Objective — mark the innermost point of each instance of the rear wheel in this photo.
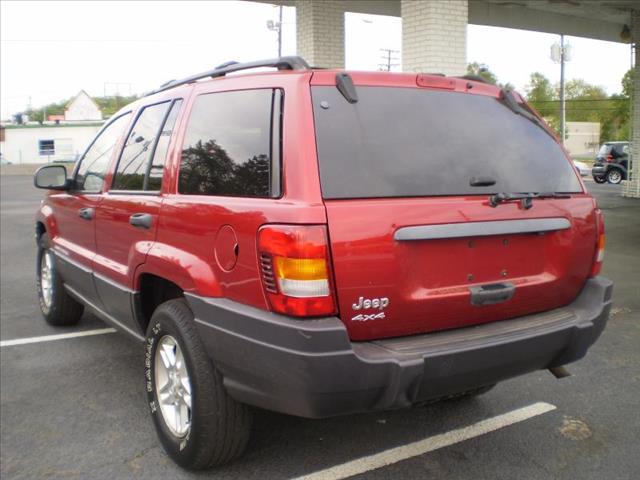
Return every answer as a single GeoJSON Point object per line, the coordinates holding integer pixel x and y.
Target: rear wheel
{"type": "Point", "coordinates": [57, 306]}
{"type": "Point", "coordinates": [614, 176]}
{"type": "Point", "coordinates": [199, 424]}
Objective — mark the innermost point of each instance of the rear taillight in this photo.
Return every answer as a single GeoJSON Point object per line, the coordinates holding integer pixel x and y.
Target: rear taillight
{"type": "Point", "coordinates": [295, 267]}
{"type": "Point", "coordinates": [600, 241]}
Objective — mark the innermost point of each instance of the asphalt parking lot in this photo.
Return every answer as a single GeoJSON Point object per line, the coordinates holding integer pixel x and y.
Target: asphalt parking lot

--

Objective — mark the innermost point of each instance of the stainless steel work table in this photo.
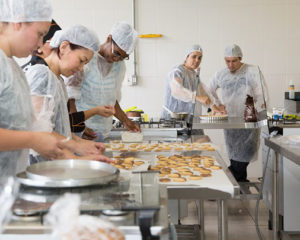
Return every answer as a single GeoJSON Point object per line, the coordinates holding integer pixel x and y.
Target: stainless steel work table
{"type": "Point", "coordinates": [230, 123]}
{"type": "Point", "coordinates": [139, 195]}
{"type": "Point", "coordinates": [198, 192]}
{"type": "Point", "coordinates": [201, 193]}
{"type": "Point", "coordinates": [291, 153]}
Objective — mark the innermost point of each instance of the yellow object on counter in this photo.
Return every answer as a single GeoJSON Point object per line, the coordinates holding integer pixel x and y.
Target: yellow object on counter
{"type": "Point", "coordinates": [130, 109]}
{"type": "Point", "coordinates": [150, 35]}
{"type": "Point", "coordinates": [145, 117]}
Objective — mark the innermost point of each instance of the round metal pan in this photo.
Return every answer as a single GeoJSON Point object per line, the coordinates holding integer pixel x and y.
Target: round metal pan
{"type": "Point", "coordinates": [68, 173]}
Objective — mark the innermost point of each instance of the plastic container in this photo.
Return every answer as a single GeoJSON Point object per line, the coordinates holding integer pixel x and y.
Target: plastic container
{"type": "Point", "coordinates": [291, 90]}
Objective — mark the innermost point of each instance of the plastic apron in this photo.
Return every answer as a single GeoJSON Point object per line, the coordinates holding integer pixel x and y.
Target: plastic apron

---

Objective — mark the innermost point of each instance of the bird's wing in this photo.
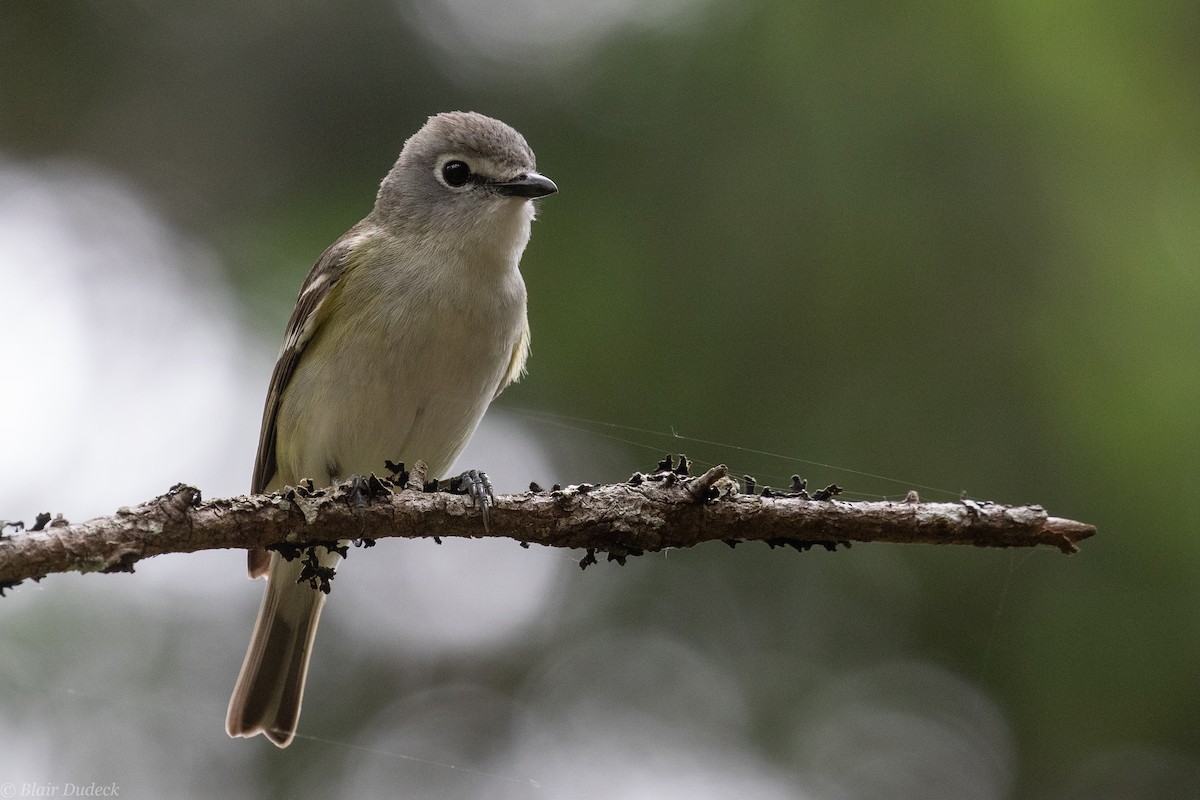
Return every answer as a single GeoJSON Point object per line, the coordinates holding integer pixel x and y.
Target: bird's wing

■ Instructions for the task ■
Could you retype exactly the lines above, starting at the line that contains "apron in this photo." and ending at the line that contains "Target: plastic apron", and nothing more?

■ Answer ■
Objective — mark the innermost point of each instance of the plastic apron in this photo.
Return every answer as a single GeoJSON Point object per line, the coordinates holding integer pixel x and y.
Target: plastic apron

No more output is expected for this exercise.